◆ Problem to solve
Edit the items below by replacing "indicate" with "mark" and leaving everything else unchanged. Omit the pictures from your answer.

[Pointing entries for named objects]
[START]

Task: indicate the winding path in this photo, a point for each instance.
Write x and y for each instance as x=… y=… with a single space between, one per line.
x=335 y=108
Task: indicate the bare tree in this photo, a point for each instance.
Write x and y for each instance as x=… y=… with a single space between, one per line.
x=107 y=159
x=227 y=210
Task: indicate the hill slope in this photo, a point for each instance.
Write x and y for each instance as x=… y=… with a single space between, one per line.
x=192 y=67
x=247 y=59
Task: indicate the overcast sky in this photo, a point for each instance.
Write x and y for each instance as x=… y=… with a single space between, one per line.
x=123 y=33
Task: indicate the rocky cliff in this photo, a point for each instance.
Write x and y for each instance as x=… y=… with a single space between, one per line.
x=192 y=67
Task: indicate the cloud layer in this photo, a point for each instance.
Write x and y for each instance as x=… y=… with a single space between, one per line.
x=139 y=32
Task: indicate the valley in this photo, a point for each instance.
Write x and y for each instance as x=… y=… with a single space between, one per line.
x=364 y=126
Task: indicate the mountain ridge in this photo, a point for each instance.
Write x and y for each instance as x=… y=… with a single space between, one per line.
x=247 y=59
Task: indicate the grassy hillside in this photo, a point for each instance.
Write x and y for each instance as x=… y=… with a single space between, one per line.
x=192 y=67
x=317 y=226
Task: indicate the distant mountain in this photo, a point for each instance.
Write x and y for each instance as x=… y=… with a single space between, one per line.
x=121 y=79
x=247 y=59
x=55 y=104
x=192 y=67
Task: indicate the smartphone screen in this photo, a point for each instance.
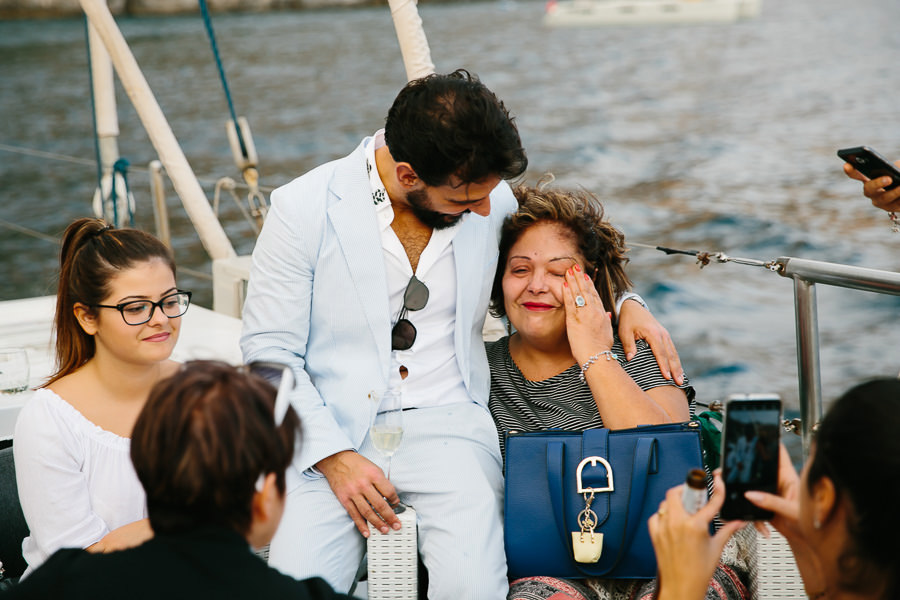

[END]

◆ Exercise response
Task: mark the winding path in this photo, a point for each instance.
Write x and y for each instance as x=… y=… with a single space between, one per line.
x=335 y=108
Task: mark the bare tree in this photo, a point for each instance.
Write x and y for each instance as x=… y=… with a single space between, one per line.
x=107 y=159
x=227 y=210
Task: mark the hill slope in this photo, a point for each instance.
Write x and y for each instance as x=… y=… with a single space between, one per line.
x=192 y=67
x=247 y=59
Task: mark the overcast sky in this photo, a point for each instance.
Write x and y for each instance as x=… y=… with a single space between, one per line.
x=123 y=33
Task: mark the rocky cliff in this photo, a point for each instance.
Write x and y for each instance as x=… y=… with a single space between, one per line.
x=192 y=67
Task: mark the cloud layer in this photo, a point for each instance.
Write x and y for each instance as x=… y=… with a single space between, one per line.
x=139 y=32
Task: mark the valley in this photo, a point for each instance.
Write x and y for each instance as x=… y=… with a single space between, one per line.
x=364 y=126
Task: mark the mountain ridge in this photo, a point for each instance.
Write x and y for each instance as x=… y=… with a single space between, one per line.
x=247 y=59
Task: mark the grassy hillside in this photo, a point for each instance.
Write x and y for each instance as x=… y=… with a single space between, one per line.
x=192 y=67
x=317 y=226
Task: mark the distant mountain in this photo, a point for each instance.
Write x and y for each instance as x=… y=… with a single space between, one per line.
x=121 y=79
x=247 y=59
x=55 y=104
x=192 y=67
Task: mark the smartphone screen in this photo, a point for each instance.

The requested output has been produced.